Segment Open

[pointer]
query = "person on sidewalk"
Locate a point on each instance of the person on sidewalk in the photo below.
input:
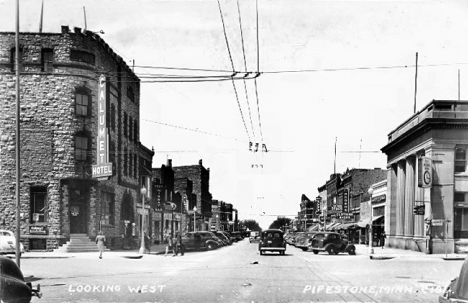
(178, 245)
(169, 244)
(101, 243)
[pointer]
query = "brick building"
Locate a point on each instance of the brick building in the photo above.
(59, 133)
(438, 133)
(201, 196)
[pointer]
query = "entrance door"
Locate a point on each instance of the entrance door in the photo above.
(78, 211)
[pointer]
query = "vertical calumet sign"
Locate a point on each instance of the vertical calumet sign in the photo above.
(103, 169)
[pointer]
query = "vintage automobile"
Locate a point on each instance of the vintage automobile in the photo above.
(199, 240)
(272, 240)
(457, 290)
(302, 242)
(226, 240)
(254, 236)
(332, 243)
(8, 242)
(13, 287)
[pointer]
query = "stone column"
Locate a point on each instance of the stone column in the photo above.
(409, 202)
(419, 198)
(400, 199)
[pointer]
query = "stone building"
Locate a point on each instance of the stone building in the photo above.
(437, 135)
(60, 86)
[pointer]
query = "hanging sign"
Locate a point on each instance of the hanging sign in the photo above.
(425, 172)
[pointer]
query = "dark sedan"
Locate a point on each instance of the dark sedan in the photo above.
(13, 287)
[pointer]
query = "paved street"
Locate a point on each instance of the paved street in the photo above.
(231, 274)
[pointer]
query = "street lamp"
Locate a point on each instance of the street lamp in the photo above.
(142, 247)
(194, 218)
(370, 191)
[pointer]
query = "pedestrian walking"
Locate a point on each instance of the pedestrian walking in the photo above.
(147, 244)
(101, 243)
(168, 240)
(178, 245)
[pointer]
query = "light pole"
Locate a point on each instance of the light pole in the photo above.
(142, 246)
(194, 218)
(370, 191)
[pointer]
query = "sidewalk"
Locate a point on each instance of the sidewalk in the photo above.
(390, 253)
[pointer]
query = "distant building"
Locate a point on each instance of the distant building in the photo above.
(64, 121)
(439, 132)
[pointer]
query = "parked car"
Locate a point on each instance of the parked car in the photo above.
(8, 242)
(272, 240)
(457, 290)
(226, 240)
(332, 243)
(13, 287)
(200, 240)
(303, 242)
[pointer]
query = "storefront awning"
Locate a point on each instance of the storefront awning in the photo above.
(365, 222)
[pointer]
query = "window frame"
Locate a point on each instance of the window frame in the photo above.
(36, 191)
(47, 66)
(79, 138)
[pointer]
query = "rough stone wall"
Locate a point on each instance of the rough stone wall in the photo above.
(49, 126)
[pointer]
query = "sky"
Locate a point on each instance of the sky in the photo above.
(333, 74)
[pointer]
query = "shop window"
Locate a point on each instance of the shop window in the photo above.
(13, 59)
(125, 124)
(113, 117)
(81, 148)
(47, 60)
(107, 208)
(37, 204)
(82, 56)
(135, 169)
(460, 160)
(82, 102)
(130, 165)
(461, 223)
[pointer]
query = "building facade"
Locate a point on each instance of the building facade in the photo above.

Segment Closed

**WHAT THE TASK REQUIRES:** Check every line above for the string "facade", and copy the ones that have it.

**REPLY TO THE TASK:**
query = "building facade"
Locate a point on each instance of the building facade in the photo above.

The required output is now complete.